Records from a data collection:
>>>>

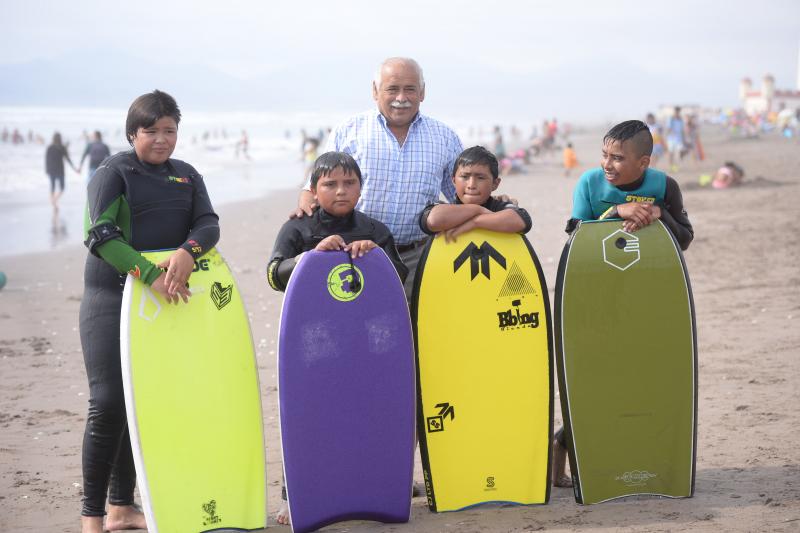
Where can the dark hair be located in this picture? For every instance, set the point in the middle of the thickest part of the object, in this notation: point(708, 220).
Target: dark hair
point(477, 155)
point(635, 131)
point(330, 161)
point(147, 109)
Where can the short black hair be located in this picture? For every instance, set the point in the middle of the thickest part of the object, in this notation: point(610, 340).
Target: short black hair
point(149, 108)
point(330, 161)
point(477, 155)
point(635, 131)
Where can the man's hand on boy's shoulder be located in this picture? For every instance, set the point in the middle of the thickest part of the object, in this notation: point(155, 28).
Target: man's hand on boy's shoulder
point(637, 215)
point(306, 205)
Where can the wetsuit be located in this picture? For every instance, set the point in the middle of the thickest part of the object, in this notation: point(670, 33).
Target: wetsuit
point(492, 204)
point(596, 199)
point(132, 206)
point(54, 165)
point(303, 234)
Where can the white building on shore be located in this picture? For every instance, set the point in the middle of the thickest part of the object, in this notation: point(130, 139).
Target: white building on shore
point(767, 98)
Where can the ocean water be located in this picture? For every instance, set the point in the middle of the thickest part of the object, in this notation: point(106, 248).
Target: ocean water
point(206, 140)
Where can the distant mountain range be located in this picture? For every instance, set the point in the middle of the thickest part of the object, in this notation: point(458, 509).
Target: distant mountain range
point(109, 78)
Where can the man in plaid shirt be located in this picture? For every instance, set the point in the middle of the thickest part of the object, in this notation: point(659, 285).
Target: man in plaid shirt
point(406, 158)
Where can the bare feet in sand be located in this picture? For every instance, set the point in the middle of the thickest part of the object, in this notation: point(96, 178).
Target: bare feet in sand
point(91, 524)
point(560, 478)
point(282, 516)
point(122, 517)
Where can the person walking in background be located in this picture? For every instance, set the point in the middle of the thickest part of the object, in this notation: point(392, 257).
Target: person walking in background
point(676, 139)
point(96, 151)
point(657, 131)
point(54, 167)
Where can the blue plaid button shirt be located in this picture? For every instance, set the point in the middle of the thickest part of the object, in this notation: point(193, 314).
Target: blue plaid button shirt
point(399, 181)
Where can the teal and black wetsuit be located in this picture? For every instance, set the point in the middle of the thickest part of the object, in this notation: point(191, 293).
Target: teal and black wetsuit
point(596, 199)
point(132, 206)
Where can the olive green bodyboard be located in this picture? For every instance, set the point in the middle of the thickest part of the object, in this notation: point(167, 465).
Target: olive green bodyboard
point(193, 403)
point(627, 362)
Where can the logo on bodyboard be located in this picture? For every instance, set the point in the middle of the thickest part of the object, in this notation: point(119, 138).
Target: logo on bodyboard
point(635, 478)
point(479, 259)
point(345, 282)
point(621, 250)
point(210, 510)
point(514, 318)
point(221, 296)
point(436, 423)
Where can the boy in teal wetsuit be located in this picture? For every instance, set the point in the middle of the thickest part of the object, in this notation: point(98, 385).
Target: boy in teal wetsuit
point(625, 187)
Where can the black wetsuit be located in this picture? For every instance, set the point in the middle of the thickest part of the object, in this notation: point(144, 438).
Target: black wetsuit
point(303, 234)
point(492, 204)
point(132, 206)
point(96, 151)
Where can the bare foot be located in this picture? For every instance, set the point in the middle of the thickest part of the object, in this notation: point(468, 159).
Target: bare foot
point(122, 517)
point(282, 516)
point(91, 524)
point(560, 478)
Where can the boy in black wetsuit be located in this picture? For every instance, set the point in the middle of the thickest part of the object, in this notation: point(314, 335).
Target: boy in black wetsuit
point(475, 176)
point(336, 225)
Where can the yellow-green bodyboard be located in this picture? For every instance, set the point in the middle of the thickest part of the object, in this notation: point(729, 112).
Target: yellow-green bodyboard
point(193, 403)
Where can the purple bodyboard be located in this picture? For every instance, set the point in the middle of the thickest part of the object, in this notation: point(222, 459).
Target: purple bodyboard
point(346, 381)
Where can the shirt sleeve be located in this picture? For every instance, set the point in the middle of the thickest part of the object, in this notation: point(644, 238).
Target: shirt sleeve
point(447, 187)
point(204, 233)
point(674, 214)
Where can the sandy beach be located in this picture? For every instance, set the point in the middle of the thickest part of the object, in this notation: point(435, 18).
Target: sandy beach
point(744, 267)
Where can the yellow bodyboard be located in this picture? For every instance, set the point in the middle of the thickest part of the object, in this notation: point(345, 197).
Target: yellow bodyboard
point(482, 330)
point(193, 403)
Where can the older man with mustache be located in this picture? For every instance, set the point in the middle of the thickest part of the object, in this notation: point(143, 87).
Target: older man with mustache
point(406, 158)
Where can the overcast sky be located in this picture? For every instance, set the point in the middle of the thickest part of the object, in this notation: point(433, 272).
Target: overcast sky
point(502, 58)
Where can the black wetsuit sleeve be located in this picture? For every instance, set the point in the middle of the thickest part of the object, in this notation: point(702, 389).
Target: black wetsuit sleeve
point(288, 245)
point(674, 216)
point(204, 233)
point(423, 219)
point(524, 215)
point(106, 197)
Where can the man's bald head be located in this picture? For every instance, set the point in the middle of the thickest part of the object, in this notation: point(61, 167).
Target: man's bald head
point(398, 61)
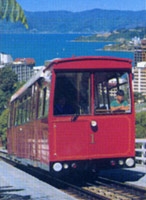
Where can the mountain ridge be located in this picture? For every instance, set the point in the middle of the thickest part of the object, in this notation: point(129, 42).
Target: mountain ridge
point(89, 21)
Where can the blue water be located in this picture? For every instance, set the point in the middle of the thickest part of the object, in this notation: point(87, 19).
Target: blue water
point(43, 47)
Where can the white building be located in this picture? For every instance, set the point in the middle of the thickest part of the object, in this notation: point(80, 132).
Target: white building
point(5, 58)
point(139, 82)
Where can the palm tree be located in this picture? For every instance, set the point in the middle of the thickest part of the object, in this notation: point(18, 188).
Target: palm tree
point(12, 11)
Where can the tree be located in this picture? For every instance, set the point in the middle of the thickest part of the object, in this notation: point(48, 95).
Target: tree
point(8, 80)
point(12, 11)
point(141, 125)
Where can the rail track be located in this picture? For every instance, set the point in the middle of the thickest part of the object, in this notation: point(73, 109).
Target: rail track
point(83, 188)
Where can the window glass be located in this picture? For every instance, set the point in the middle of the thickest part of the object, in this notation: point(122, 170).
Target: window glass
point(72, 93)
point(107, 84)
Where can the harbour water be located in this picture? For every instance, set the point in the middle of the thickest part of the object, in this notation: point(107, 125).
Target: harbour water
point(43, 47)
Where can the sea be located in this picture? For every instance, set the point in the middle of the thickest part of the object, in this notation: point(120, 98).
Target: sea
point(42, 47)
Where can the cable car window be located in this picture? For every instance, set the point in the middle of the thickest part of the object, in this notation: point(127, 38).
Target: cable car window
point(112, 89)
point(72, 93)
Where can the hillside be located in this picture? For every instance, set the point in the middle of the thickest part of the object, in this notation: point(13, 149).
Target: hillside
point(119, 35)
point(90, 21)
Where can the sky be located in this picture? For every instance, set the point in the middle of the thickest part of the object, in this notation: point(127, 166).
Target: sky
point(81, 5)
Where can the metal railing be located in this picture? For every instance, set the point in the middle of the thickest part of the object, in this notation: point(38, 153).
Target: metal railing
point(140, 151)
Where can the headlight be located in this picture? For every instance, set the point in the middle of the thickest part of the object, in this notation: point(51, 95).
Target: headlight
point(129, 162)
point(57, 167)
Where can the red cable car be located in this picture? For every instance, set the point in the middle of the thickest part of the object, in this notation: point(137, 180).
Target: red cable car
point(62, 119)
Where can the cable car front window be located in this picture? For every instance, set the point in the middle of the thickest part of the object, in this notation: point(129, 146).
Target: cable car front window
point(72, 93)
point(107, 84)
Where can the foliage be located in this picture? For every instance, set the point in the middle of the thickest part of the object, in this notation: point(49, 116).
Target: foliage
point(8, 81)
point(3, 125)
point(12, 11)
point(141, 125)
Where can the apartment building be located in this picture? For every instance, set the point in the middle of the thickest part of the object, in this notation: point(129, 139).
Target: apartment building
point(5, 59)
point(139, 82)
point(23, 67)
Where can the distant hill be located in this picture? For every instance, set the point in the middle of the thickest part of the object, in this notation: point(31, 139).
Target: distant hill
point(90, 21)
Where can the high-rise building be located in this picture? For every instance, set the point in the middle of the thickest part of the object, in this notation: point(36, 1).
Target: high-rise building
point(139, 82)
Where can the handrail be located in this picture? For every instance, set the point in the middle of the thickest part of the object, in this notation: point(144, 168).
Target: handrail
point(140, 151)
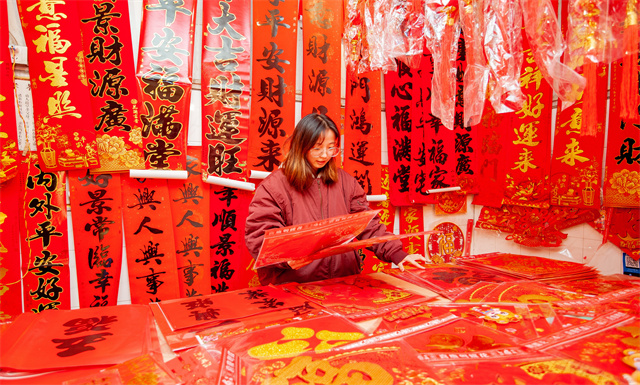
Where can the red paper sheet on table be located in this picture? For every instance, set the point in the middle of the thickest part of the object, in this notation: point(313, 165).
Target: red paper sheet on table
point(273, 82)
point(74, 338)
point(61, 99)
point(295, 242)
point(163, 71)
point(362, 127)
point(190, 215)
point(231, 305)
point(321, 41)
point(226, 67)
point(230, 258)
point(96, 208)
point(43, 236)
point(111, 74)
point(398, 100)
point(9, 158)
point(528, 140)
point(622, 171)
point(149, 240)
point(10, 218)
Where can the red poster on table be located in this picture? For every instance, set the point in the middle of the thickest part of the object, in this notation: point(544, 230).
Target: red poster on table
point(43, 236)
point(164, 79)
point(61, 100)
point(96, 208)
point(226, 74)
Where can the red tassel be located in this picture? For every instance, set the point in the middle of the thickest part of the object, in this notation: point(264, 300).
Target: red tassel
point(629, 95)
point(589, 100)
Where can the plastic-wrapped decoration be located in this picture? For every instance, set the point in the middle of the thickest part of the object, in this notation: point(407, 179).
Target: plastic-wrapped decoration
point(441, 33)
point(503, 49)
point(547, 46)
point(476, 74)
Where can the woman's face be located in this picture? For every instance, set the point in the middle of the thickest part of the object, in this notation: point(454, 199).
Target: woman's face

<<<<

=== Exercise details ===
Look through the entries above, and wherever a line holds the string "face", copy it.

=== Solution ===
Where can the woman's face be located in this picture? For every instance, set the point in the middle of the thickest part of the object, in this notation: point(454, 199).
Target: woman's face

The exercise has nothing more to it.